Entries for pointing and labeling
◆ ◆ ◆

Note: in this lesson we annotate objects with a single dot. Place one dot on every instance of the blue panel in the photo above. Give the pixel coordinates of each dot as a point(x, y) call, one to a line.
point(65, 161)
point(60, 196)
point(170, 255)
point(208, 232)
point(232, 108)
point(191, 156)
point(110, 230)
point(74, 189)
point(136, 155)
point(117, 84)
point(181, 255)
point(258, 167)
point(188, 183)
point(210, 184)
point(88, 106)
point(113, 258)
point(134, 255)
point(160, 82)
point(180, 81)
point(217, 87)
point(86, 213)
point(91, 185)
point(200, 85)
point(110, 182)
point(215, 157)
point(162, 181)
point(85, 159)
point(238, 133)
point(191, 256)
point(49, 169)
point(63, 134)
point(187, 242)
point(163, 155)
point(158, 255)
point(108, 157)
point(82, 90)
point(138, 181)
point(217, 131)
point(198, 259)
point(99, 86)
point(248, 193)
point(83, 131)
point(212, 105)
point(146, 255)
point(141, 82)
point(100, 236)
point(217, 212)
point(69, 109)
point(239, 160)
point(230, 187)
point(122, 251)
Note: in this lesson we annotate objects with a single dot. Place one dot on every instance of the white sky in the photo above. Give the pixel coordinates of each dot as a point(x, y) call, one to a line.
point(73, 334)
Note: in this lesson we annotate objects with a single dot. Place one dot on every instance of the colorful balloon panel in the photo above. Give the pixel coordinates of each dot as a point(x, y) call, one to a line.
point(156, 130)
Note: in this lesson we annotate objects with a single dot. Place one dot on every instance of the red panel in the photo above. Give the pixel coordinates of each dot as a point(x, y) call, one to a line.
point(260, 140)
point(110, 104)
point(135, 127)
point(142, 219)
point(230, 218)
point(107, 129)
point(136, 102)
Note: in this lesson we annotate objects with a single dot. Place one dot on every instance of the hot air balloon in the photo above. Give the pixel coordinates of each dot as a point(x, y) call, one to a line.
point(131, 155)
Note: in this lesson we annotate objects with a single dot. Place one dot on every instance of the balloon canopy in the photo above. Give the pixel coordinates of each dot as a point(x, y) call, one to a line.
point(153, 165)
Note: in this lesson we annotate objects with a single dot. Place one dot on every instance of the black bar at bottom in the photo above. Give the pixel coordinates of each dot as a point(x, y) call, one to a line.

◆ ◆ ◆

| DIRECTIONS |
Return every line of the material above without alteration, character for character.

| ANSWER TO THIS TASK |
Note: in this lesson we annotate objects with a single dot. Place one dot on every instance of the blue panel in the photo above. Give the pixel coordinates of each dot as a point(x, y) call, one to a line.
point(65, 161)
point(60, 196)
point(170, 255)
point(208, 232)
point(232, 108)
point(191, 156)
point(110, 230)
point(74, 189)
point(136, 155)
point(117, 84)
point(181, 255)
point(258, 167)
point(188, 183)
point(210, 184)
point(88, 106)
point(113, 258)
point(134, 255)
point(160, 82)
point(180, 81)
point(217, 87)
point(86, 213)
point(91, 185)
point(200, 85)
point(110, 182)
point(215, 157)
point(162, 181)
point(85, 159)
point(238, 133)
point(191, 256)
point(49, 169)
point(63, 134)
point(187, 242)
point(163, 155)
point(158, 255)
point(108, 157)
point(82, 90)
point(138, 181)
point(217, 131)
point(198, 259)
point(99, 86)
point(248, 193)
point(83, 131)
point(212, 105)
point(146, 255)
point(141, 82)
point(100, 236)
point(217, 212)
point(69, 109)
point(239, 160)
point(230, 187)
point(122, 251)
Note: in this lesson we annotate objects with a single dot. Place one dot on every instance of the white sky in the photo above. Give the pixel coordinates of each dot as a point(x, y) call, one to a line.
point(73, 334)
Note: in this lesson we annotate objects with a single dot. Place one dot on every instance of the colorful balloon panel in the photo above. Give the pixel coordinates of each dot as a point(x, y) call, one to a line.
point(156, 130)
Note: in this lesson we annotate objects with a single dot. Place one dot on every instance of the red panel in the photo above. Give the pixel coordinates of each dot as a point(x, y) call, one to a line.
point(260, 140)
point(110, 104)
point(135, 127)
point(142, 219)
point(230, 218)
point(107, 129)
point(136, 102)
Note: in this lesson we annotate objects with a single dot. Place one dot on every instance of the hot air balloon in the photo above. Give the pixel coordinates of each dot as a point(x, y) call, one to a line.
point(131, 155)
Note: in this lesson we annotate objects with a single dot. Place one dot on every instance of the balloon canopy in the photo above. Give the pixel coordinates of each dot as a point(x, y) call, one to a line.
point(153, 165)
Note: in this lesson we annotate objects with a single dot. Place one dot on every instance of the black bar at bottom in the photo above. Give the pixel coordinates of each dot as a point(x, y) call, one to a line.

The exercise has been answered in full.